*Extract provided*.

Personally, I like Nevergrad (https://facebookresearch.github.io/nevergrad/) a lot for general purpose optimization problems -- I think it is very well implemented and has a variety of tools available. I also think the documentation is appropriately honest about what is and is not known for how these algorithms work in different circumstances.

If you want something Bayesian (sample-efficient) which is very lightweight, I like PySOT (https://pysot.readthedocs.io/en/latest/). Part of why I like it is that it's written by friends of mine, but I also legitimately like its performance across a decent set of problems.

If you want something Bayesian which has corporate support (so that you know it's updated/maintained), I would recommend Botorch/Ax from Facebook (https://botorch.org/docs/botorch_and_ax). They have done a lot of research for it (a recent preprint is here https://arxiv.org/pdf/2006.05078.pdf) and have put together a very solid implementation including considerations for running online optimization problems. I think the documentation is a bit weak, but the software and research is outstanding.

*Exercise directions*. In the optimization library recommendations above, condense the paragraph beginning "If you want something Bayesian which has corporate support" into a short bulleted list that keeps its main facts. The entries that follow are separate material, unrelated to the text above.

(Dataset entries)
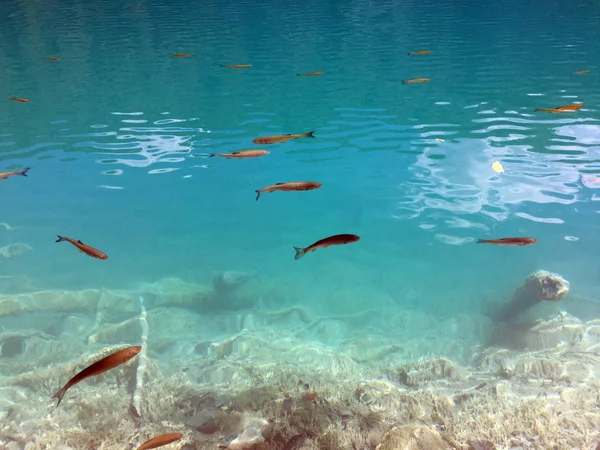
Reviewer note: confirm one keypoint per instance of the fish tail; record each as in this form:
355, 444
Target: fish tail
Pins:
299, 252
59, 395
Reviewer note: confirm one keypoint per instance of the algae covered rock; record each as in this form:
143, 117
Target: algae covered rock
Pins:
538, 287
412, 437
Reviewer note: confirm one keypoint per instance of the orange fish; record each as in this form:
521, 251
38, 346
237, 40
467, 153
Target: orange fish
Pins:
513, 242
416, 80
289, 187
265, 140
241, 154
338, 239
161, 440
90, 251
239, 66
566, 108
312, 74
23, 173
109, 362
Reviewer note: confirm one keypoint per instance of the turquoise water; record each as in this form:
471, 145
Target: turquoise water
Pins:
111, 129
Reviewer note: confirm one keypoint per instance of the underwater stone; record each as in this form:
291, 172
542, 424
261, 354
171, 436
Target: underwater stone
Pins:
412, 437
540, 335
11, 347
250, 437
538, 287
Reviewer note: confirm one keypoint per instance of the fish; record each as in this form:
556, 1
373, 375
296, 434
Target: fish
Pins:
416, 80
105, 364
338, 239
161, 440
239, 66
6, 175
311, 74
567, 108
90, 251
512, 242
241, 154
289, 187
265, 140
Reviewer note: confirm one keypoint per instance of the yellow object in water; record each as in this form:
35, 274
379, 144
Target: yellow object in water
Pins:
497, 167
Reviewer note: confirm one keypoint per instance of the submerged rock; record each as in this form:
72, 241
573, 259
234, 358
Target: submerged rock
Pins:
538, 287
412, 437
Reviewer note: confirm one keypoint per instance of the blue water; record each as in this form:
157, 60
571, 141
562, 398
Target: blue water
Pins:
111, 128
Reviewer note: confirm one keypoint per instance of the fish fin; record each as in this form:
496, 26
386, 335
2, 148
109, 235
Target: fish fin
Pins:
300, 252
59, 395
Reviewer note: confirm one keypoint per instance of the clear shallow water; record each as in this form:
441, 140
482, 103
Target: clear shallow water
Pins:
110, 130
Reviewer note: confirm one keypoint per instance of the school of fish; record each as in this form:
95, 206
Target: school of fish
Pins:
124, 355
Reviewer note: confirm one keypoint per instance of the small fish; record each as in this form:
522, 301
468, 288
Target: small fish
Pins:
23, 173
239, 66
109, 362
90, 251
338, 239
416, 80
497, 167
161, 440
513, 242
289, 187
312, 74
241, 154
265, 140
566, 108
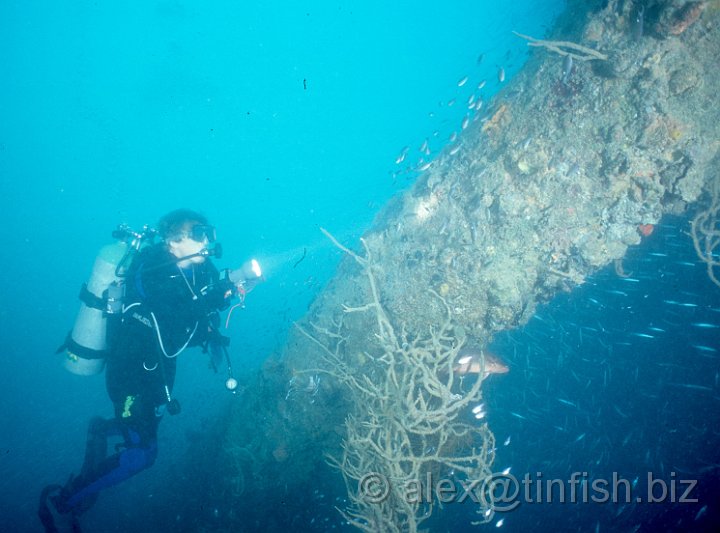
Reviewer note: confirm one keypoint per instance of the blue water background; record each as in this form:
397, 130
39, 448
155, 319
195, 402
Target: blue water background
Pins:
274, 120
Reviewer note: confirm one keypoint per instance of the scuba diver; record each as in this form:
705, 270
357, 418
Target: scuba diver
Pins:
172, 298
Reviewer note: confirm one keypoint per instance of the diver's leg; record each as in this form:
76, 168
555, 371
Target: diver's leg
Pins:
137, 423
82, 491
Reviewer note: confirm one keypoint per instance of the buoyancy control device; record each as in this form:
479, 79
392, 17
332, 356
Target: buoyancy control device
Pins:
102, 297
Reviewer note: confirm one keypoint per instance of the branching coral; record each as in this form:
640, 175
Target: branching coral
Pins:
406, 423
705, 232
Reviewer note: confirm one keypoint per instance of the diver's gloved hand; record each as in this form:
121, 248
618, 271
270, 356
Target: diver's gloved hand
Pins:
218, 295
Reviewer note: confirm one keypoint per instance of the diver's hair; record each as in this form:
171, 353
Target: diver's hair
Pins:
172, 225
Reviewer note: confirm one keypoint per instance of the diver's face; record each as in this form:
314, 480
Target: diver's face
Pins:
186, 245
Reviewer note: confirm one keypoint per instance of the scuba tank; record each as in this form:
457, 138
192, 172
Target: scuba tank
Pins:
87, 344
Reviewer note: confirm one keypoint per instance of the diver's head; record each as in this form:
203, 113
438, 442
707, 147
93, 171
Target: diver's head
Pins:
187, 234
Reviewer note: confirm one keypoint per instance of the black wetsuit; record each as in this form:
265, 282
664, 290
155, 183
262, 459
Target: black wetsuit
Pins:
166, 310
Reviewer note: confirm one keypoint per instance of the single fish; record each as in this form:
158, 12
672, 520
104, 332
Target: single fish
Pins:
==
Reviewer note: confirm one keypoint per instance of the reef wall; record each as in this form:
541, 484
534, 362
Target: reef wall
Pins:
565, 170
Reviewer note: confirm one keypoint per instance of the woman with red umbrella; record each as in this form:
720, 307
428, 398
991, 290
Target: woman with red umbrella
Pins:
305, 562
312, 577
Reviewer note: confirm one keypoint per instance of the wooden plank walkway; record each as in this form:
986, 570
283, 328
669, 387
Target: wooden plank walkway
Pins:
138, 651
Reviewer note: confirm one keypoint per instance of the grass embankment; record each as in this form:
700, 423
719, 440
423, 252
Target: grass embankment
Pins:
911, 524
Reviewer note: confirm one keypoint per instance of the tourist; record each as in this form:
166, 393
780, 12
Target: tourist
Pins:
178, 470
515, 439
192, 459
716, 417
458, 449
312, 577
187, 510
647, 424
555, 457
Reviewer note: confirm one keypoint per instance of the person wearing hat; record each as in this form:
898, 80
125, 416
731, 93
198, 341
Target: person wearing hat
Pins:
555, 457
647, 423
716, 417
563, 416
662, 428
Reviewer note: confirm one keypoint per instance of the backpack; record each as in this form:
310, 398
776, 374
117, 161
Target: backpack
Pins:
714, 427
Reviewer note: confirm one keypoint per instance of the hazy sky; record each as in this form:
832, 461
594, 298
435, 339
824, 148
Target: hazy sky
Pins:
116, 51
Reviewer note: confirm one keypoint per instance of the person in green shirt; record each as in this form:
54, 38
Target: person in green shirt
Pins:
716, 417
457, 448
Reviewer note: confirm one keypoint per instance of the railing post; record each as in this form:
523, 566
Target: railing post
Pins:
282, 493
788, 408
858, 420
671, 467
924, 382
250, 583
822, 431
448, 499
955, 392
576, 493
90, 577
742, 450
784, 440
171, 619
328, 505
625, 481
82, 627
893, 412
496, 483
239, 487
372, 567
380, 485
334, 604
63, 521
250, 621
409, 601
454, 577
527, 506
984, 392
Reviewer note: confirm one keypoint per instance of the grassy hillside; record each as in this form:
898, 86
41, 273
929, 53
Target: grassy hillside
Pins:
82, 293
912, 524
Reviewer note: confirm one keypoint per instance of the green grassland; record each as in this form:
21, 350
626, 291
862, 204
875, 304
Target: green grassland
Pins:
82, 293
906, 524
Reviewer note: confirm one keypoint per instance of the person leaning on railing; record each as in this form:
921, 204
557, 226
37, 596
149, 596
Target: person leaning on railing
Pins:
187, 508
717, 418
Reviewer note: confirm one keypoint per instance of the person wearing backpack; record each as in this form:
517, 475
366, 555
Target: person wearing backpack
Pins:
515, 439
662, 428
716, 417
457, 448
--
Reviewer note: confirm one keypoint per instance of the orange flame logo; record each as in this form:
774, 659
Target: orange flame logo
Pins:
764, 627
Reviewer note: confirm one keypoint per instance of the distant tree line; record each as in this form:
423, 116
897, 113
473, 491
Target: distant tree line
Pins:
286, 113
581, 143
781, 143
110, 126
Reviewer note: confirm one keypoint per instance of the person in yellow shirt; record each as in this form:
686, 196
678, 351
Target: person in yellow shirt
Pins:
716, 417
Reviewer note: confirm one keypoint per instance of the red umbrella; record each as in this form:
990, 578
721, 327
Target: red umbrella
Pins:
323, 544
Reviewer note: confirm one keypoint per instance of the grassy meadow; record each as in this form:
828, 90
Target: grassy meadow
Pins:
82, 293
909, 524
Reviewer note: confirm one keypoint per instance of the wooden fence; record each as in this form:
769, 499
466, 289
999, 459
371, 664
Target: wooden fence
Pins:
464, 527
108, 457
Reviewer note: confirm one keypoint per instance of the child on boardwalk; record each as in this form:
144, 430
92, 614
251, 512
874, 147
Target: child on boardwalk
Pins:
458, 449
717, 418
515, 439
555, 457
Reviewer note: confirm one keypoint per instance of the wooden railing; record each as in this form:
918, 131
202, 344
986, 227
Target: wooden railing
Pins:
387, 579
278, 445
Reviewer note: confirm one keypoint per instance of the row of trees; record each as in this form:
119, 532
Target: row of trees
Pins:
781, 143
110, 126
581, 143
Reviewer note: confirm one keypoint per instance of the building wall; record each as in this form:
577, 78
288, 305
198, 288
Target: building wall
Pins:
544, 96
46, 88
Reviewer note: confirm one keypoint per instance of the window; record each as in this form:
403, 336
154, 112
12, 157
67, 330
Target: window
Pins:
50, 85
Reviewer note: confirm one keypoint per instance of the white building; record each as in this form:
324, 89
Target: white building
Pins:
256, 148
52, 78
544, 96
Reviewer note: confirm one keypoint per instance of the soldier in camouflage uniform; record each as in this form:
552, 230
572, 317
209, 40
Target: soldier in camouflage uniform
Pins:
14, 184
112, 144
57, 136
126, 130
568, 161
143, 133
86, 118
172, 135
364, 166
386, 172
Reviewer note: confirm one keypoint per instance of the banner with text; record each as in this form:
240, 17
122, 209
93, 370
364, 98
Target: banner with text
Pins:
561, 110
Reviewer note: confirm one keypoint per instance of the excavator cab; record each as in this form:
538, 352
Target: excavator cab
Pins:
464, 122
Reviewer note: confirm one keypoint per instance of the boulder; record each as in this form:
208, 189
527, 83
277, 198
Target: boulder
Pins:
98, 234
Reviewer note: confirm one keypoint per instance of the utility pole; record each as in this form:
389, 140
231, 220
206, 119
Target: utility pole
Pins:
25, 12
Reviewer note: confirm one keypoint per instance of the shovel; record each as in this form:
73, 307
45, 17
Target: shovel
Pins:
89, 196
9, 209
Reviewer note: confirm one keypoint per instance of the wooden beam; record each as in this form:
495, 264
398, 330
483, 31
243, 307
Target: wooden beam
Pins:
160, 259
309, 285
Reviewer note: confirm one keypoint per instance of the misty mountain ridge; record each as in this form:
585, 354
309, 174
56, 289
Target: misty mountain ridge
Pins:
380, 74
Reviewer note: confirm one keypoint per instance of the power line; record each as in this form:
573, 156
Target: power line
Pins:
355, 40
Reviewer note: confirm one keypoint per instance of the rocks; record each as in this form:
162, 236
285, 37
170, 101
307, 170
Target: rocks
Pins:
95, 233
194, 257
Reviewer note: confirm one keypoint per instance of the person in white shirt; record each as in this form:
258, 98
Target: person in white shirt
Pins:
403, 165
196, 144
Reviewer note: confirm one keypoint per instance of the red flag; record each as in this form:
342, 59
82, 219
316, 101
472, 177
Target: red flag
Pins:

*Response to this exercise*.
- Recommended for Bayesian optimization with corporate support, so it stays updated and maintained: Botorch/Ax from Facebook (https://botorch.org/docs/botorch_and_ax)
- Backed by substantial research, including a recent preprint (https://arxiv.org/pdf/2006.05078.pdf)
- Very solid implementation that accounts for running online optimization problems
- Documentation is a bit weak, but the software and research are outstanding